▶ GIVEN PROBLEM: Output every line of the listing below as a numbered list, leaving out blank lines.

— BEGIN GIVEN RECORDS —

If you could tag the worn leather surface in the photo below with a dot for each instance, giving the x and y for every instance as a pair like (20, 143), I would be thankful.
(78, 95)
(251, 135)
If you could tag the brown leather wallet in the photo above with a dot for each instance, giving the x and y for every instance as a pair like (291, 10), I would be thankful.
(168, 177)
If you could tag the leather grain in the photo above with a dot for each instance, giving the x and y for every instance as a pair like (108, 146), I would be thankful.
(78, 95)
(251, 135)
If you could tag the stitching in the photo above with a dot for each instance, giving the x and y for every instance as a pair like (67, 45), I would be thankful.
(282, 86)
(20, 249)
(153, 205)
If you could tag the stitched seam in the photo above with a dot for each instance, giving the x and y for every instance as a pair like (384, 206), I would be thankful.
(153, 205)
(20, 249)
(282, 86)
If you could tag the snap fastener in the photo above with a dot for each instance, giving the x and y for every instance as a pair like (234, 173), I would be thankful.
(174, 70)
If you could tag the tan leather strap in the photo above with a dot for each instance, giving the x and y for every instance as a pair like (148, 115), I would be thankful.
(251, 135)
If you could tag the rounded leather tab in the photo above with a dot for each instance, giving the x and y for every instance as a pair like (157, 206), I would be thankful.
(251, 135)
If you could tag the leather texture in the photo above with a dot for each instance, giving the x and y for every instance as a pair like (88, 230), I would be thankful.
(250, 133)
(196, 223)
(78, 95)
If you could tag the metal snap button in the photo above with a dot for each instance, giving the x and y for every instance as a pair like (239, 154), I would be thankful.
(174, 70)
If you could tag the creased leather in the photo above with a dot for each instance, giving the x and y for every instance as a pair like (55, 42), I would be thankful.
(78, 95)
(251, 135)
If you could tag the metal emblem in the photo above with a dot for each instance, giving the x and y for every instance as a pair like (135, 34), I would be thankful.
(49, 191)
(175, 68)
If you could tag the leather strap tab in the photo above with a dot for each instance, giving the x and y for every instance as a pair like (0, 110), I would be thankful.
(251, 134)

— END GIVEN RECORDS —

▶ CORRECT RESPONSE:
1. If you could tag the worn leather surface in the photo below with a dot for each instance, giving the x and y for every instance as a pair like (20, 143), I would be thankful.
2. (78, 95)
3. (251, 135)
4. If you could tag the brown leather wallet in the photo above with a dot for each instance, giving the x and y for every instance as a pair like (291, 10), I would be thankful.
5. (168, 177)
6. If you could tag the leather grain in the photo above with a dot for each instance, giving the x and y for every instance as a pair like (108, 146), I would be thankful.
7. (78, 95)
8. (251, 135)
9. If you could tag the stitching in the photo above with a dot for each instance, giving the x and y for every instance as a pair like (67, 45), I would be thankful.
10. (282, 86)
11. (20, 249)
12. (153, 205)
13. If you could tag the stitched seam in the photo above with a dot for each instance, giving the x and y for every instance as a pair like (384, 206), I would be thankful.
14. (153, 205)
15. (20, 249)
16. (282, 86)
17. If you could tag the snap fastener in the photo above with a dot for each instance, giving the x and y for every instance as a pair like (234, 173), I would be thankful.
18. (174, 70)
19. If you could tag the tan leather strap in the photo above with a dot for each instance, giving the x and y for every instance as a pair like (148, 115), I would be thankful.
20. (251, 135)
21. If you could tag the rounded leather tab in the photo above with a dot for each instance, giving the x and y for every instance as a pair like (157, 206), I would be thankful.
22. (251, 135)
23. If you could tag the leather texture in the photo above with a dot for each instance, giving the x and y for every instance as a pair like (88, 230), I would be thankful.
24. (250, 133)
25. (196, 223)
26. (78, 95)
27. If you could tag the metal snap button in the photo above with a dot for each instance, giving the x and y for every instance as a pair like (239, 154), I would be thankful.
28. (174, 70)
29. If you could tag the creased leather in the photo above with a dot for each instance, giving the x and y for every instance as a pair like (55, 42), I would be thankful.
30. (78, 95)
31. (251, 135)
32. If you could tag the metal emblem in the photo above with a dot for each instance, giving the x and y for every instance as a pair like (135, 34), I would be thankful.
33. (49, 191)
34. (175, 68)
35. If you could tag the leather strap tab in the photo above with a dot for each instance, giving the x and y for every instance as a pair like (0, 110), I would be thankful.
36. (251, 134)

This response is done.